• [GOAL OF THE EXERCISE] Could you restate word for word every line from the one containing "column 296, row 329" to the end of the records, and nothing else?
*** DATA ***
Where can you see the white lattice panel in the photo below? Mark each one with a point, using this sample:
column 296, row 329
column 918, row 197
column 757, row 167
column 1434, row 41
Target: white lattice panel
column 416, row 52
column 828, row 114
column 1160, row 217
*** End of DATA ***
• [SOLUTION TO THE EXERCISE]
column 296, row 329
column 918, row 197
column 757, row 167
column 1434, row 41
Target: white lattice panel
column 416, row 52
column 828, row 114
column 1160, row 217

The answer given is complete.